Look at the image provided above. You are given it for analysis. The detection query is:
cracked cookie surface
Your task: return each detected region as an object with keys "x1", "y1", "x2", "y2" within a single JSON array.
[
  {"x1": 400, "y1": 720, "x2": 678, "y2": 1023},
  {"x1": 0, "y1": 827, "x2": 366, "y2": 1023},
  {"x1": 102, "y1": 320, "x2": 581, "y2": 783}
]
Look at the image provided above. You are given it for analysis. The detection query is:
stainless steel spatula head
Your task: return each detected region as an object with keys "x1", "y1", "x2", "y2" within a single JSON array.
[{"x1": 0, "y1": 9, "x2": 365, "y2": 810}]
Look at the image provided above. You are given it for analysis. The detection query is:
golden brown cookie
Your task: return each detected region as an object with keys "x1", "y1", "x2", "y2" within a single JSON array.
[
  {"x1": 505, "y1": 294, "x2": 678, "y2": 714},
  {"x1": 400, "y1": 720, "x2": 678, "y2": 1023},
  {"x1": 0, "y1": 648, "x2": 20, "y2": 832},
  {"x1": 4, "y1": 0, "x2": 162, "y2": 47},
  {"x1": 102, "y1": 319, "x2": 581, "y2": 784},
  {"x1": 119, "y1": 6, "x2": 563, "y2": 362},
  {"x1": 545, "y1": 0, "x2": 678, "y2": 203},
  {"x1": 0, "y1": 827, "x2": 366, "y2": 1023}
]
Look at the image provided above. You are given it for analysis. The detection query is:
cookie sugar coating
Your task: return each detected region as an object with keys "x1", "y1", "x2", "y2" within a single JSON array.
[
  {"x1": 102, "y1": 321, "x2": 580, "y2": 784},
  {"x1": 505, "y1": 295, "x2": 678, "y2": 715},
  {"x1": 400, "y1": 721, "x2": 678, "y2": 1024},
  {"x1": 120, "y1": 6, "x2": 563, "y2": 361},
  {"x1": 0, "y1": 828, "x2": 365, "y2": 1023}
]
━━━━━━━━━━━━━━━━
Exercise
Without leaving anything out, transcribe the records above exactly.

Exercise output
Look at the image provided above. You are given it for analysis. The detection query is:
cracked cookie surface
Your task: return each detected region as an object with keys "x1", "y1", "x2", "y2" within a single JSON array.
[
  {"x1": 400, "y1": 720, "x2": 678, "y2": 1023},
  {"x1": 0, "y1": 827, "x2": 366, "y2": 1023},
  {"x1": 102, "y1": 320, "x2": 581, "y2": 783}
]
Look at the image provided above. You are given it for analysis. The detection query is:
stainless steel spatula head
Your task: return each detected region as an object with keys "x1", "y1", "x2", "y2" within a single JSON array.
[{"x1": 0, "y1": 9, "x2": 365, "y2": 810}]
Look at the image provided above. You are given it for analysis. The detection query is:
golden brown cookie
Your task: return each detected region as an object with keys "x1", "y1", "x2", "y2" within a single JSON array.
[
  {"x1": 505, "y1": 294, "x2": 678, "y2": 714},
  {"x1": 400, "y1": 720, "x2": 678, "y2": 1023},
  {"x1": 0, "y1": 648, "x2": 20, "y2": 832},
  {"x1": 4, "y1": 0, "x2": 162, "y2": 47},
  {"x1": 102, "y1": 319, "x2": 581, "y2": 784},
  {"x1": 119, "y1": 6, "x2": 563, "y2": 362},
  {"x1": 545, "y1": 0, "x2": 678, "y2": 203},
  {"x1": 0, "y1": 827, "x2": 366, "y2": 1023}
]
Look at the image provided above. You are given it for analysis. The detection query is:
cookie sugar coating
Your task: return each detected region as an object with keys "x1", "y1", "x2", "y2" within a single JSON array.
[
  {"x1": 102, "y1": 321, "x2": 580, "y2": 784},
  {"x1": 505, "y1": 295, "x2": 678, "y2": 715},
  {"x1": 400, "y1": 721, "x2": 678, "y2": 1024},
  {"x1": 120, "y1": 6, "x2": 563, "y2": 361},
  {"x1": 0, "y1": 828, "x2": 365, "y2": 1023}
]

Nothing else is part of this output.